Your task is to return all of the records exactly, minus any images.

(Beginning of Listed entries)

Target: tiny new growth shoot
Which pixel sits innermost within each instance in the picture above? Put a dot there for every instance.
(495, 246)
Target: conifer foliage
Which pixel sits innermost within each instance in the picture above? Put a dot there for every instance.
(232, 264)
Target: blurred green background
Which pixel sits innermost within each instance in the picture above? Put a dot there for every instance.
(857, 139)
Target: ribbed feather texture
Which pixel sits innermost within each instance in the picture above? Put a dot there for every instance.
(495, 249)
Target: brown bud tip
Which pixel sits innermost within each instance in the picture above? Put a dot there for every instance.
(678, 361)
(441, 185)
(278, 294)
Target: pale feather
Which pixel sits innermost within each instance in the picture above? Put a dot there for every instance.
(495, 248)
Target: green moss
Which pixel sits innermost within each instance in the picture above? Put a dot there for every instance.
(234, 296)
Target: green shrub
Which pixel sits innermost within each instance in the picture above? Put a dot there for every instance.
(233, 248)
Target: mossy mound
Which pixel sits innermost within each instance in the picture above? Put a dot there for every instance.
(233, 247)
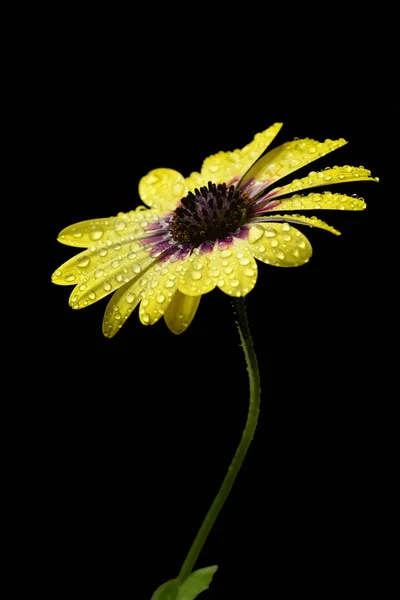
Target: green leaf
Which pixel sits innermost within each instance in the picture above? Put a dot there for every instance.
(197, 582)
(167, 591)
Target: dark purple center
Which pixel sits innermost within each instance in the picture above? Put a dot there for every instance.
(210, 213)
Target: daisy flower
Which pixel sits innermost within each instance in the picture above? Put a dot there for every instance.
(203, 232)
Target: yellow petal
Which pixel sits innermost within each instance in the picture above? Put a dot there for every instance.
(285, 159)
(96, 232)
(224, 167)
(102, 262)
(279, 244)
(181, 311)
(159, 292)
(194, 274)
(162, 189)
(325, 201)
(234, 268)
(325, 177)
(123, 303)
(300, 220)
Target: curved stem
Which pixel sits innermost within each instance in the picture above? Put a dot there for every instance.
(247, 436)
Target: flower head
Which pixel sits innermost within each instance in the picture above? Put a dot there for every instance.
(203, 232)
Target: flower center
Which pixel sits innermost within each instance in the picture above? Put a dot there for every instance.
(210, 213)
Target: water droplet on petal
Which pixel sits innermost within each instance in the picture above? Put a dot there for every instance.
(119, 225)
(226, 253)
(270, 232)
(96, 232)
(82, 261)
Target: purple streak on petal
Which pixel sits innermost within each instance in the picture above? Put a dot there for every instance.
(234, 181)
(254, 187)
(164, 245)
(243, 232)
(206, 247)
(268, 206)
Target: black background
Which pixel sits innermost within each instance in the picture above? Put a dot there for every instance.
(136, 432)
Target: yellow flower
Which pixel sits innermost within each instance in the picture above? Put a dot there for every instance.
(203, 232)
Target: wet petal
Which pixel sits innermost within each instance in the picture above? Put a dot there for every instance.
(326, 177)
(98, 263)
(234, 268)
(159, 292)
(225, 167)
(279, 244)
(84, 295)
(286, 159)
(181, 311)
(300, 220)
(325, 201)
(194, 274)
(123, 303)
(96, 232)
(162, 189)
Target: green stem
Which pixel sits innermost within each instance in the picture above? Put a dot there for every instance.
(247, 436)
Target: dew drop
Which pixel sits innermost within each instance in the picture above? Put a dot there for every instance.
(119, 225)
(226, 253)
(96, 232)
(82, 261)
(255, 233)
(270, 232)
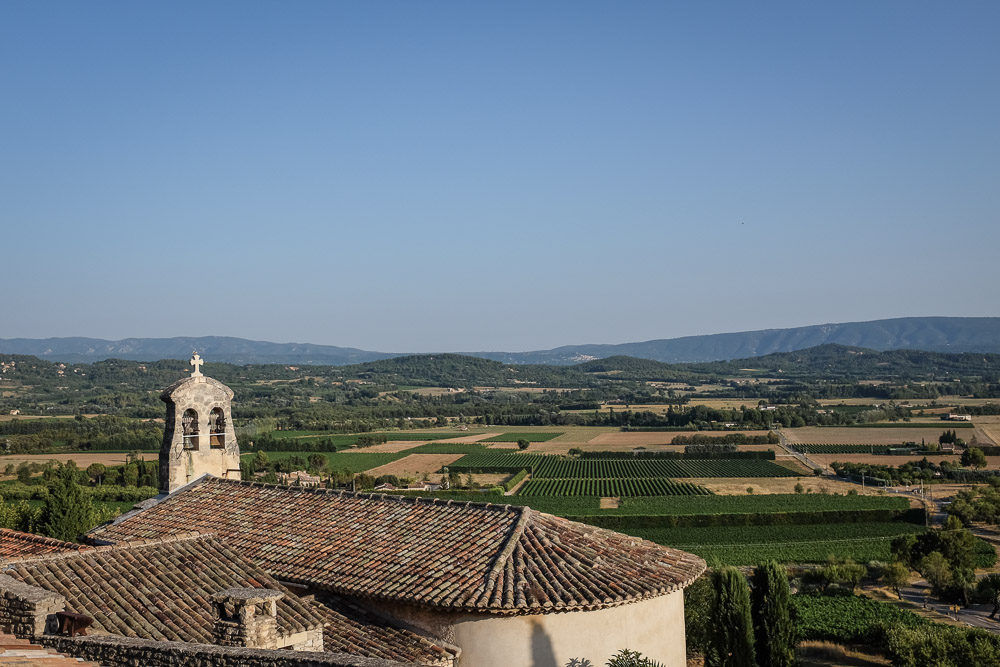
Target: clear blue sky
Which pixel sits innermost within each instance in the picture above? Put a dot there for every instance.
(427, 176)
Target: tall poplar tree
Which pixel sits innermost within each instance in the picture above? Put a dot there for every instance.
(68, 511)
(732, 634)
(773, 628)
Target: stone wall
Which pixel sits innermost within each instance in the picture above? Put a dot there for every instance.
(114, 651)
(180, 466)
(24, 609)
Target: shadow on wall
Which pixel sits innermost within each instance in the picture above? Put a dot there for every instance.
(542, 654)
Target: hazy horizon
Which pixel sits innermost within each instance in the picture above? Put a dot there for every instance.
(448, 177)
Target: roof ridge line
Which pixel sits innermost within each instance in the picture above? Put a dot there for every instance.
(365, 495)
(42, 539)
(508, 548)
(85, 550)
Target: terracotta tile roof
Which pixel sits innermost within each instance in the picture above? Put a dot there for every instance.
(355, 630)
(15, 544)
(16, 652)
(158, 589)
(455, 555)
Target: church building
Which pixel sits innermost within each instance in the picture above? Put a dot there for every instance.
(349, 576)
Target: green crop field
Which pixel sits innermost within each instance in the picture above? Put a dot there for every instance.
(530, 437)
(449, 448)
(848, 618)
(856, 449)
(350, 461)
(750, 545)
(349, 439)
(496, 462)
(772, 503)
(943, 424)
(553, 467)
(686, 506)
(610, 487)
(417, 435)
(556, 467)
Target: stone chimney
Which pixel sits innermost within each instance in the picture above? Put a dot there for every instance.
(246, 617)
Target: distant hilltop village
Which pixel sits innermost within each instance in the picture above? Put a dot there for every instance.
(221, 572)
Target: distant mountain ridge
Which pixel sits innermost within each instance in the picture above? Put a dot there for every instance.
(932, 334)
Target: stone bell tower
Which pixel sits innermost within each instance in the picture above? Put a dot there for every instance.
(198, 438)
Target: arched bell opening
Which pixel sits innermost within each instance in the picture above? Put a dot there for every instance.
(189, 424)
(217, 426)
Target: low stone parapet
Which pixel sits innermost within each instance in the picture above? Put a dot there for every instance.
(115, 651)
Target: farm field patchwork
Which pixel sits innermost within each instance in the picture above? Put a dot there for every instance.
(848, 435)
(610, 487)
(414, 465)
(515, 436)
(353, 461)
(557, 468)
(750, 545)
(603, 469)
(448, 448)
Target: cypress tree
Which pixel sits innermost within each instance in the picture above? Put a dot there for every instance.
(732, 635)
(68, 511)
(773, 627)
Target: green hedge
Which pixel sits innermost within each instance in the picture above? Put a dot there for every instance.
(626, 522)
(126, 494)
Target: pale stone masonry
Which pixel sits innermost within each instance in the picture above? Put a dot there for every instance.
(25, 610)
(198, 437)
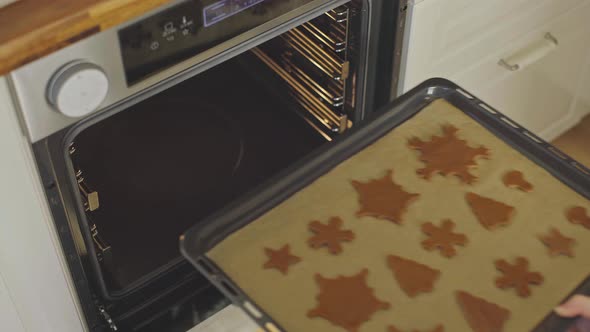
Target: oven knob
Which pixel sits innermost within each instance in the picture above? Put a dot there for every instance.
(77, 89)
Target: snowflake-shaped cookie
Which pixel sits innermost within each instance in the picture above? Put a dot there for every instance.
(517, 275)
(557, 243)
(448, 155)
(280, 259)
(443, 238)
(330, 235)
(346, 301)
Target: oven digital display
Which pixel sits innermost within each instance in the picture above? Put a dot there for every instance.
(223, 9)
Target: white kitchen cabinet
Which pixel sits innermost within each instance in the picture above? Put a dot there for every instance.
(34, 284)
(9, 320)
(463, 40)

(End of Listed entries)

▶ Solution to this problem:
Target: tiny new growth shoot
Which pixel sits innermost within each instance in the picture above? Put a dot there for every instance.
(495, 246)
Target: conifer foliage
Which pixel sits innermost within each instance in the picture above? Put a dot there for every instance.
(232, 264)
Target: blurred green background
Which pixel sits innermost within each instance in the picture above? Put a dot there for every instance.
(857, 139)
Target: ribbed feather texture
Which pixel sits innermost within each instance in the picture above? Put a dot there for every instance.
(495, 249)
Target: brown bud tip
Which pixel sits innermost within each instance in the picture above? Put a dot there for every instance.
(678, 361)
(441, 185)
(278, 294)
Target: pale feather
Which pixel sits innermost within each instance in the picture above? Put a dot there for every instance.
(495, 248)
Target: green moss
Which pixel sits innermost within each instance in the picture above? Put a dot there for every instance.
(234, 296)
Target: green shrub
Which pixel sits innermost within each instance in the picture above? Put a dot there for every instance.
(233, 248)
Target: mossy mound
Which pixel sits innermost within each instance in the picture above? Put a dot there for every instance.
(233, 247)
Target: green leaf
Which pixel sits innermost within each instance in the picture above? Put a dot there for every instance.
(197, 582)
(167, 591)
Target: dark purple center
Which pixel sits innermost within each instance in the picture above? Put a dot there for every instance.
(210, 213)
Target: daisy flower
Which pixel sits innermost within each instance in the picture above? Put a dot there for every instance.
(203, 232)
Target: yellow petal
Which pixel sits innermost within each instance in the picture above? Put a dot there for every instance.
(285, 159)
(96, 232)
(224, 167)
(102, 262)
(279, 244)
(181, 311)
(159, 292)
(194, 274)
(162, 189)
(325, 201)
(234, 268)
(325, 177)
(123, 303)
(300, 220)
Target: curved stem
Which pixel sits innermost within each instance in the picture above? Put a dot there for every instance.
(247, 436)
Target: flower head
Which pixel sits innermost within each instance in the picture above? Put a dot there for every instance.
(203, 232)
Target: flower center
Which pixel sits innermost within each instance in the picture above? Put a dot there for every instance.
(210, 213)
Target: water droplet on petal
Which pixel sits innermost within each instance in the picture above? Put a dot there for every instance.
(119, 225)
(226, 253)
(270, 232)
(96, 232)
(82, 261)
Target: purple streak on petal
Which pixel sits innermost within each instance in the picture above? Put a dot there for every instance.
(234, 181)
(254, 187)
(164, 245)
(243, 232)
(206, 247)
(268, 206)
Target: black background
Which pixel sits innermost within each instance in the picture above? Put a dot there for every instance.
(136, 432)
Target: yellow flower
Which pixel sits innermost within each instance in the picture above? Put a dot there for every instance.
(203, 232)
Target: wet petal
Which pixel sits innermost within each instance in the picture above? Put a dot there for every instance.
(326, 177)
(98, 263)
(234, 268)
(159, 292)
(225, 167)
(279, 244)
(84, 295)
(286, 159)
(181, 311)
(300, 220)
(325, 201)
(194, 274)
(123, 303)
(96, 232)
(162, 189)
Target: green stem
Which pixel sits innermost within each instance in the picture above? Put a dot there for every instance.
(247, 436)
Target: dew drop
Which pixel sits innermost within each instance in the picture above? Put a dot there for every instance.
(119, 225)
(226, 253)
(96, 232)
(82, 261)
(255, 233)
(270, 232)
Target: clear blue sky
Which pixel sits innermost within each instance in the picture above? Put a dot there for every instance.
(427, 176)
Target: tall poplar tree
Which pixel sits innermost within each instance in the picture above? Put a dot there for every instance.
(68, 511)
(732, 634)
(773, 628)
Target: stone wall
Which pixel sits innermost within each instance in the picture above? Put a dot there for every instance.
(114, 651)
(180, 466)
(24, 609)
Target: shadow on wall
Which pixel sits innermost within each instance in the picture above? Put a dot there for every instance.
(542, 654)
Target: hazy horizon
Which pixel sits innermost within each instance in the picture above? Put a dot there for every instance.
(448, 177)
Target: roof ridge line
Which pixel sits innermost within each instance in the picture above? Put a dot there for every instance.
(365, 495)
(42, 539)
(508, 548)
(85, 550)
Target: terracotta tile roof
Which pixel sits innermost within each instance in the picture above? Put a dot there for every instance.
(355, 630)
(15, 544)
(16, 652)
(158, 589)
(455, 555)
Target: church building
Which pixel sits innermost within each instance in the picture above? Put a dot there for every instance.
(349, 576)
Target: green crop field
Which pixel sits innermost within each instance in the picture above? Put a dot there for every instance.
(530, 437)
(449, 448)
(848, 618)
(856, 449)
(350, 461)
(750, 545)
(349, 439)
(496, 462)
(772, 503)
(943, 424)
(553, 467)
(686, 506)
(610, 487)
(417, 435)
(556, 467)
Target: stone chimney
Which pixel sits innermost within each instance in the picture above? Put a dot there for every instance.
(246, 617)
Target: distant hilltop village
Which pixel sits innermost within each instance in the picture above? Put a dot there for every instance.
(221, 572)
Target: distant mountain ridge
Which pixel sits innermost within each instance in the picture above? Put a dot there for every instance.
(932, 334)
Target: stone bell tower
Which pixel sits innermost within each instance in the picture above? Put a dot there for every instance.
(198, 438)
Target: arched bell opening
Which pixel sits innermost within each instance in the picture above? Put a dot there for every instance.
(189, 424)
(217, 426)
Target: low stone parapet
Which pixel sits innermost within each instance in the picture above? Put a dot there for every instance.
(115, 651)
Target: farm field patchwork
Which pixel sits innermost within each instance in the picture above? Put a dot there for every instance.
(848, 435)
(610, 487)
(414, 465)
(515, 436)
(353, 461)
(557, 468)
(750, 545)
(603, 469)
(448, 448)
Target: cypress tree
Which pixel sits innermost within each instance in the picture above? Put a dot there for every instance.
(732, 635)
(68, 511)
(773, 627)
Target: green hedge
Which pixel sits innermost within each instance in the picture above? Put a dot there for every instance.
(626, 522)
(126, 494)
Target: pale stone masonry
Which pixel sits innermost within each instance in the picture above? Put a dot there for every instance.
(25, 610)
(198, 437)
Target: oven knob
Which pixel sits innermost within each instance in the picture above? Put a dot there for every instance.
(77, 89)
Target: snowflake-shaped cookie
Which pixel sits innermost within each instance in the picture above? Put a dot there for every instance.
(517, 275)
(557, 243)
(448, 155)
(280, 259)
(443, 238)
(330, 235)
(346, 301)
Target: oven digital display
Which pixel sits innermost within each instance in the picture above? Put a dot there for every instance.
(223, 9)
Target: white kitchen cabinet
Which pixel sits innermost within each instance in the picture above? Put a dot there for every instance.
(34, 284)
(9, 320)
(463, 40)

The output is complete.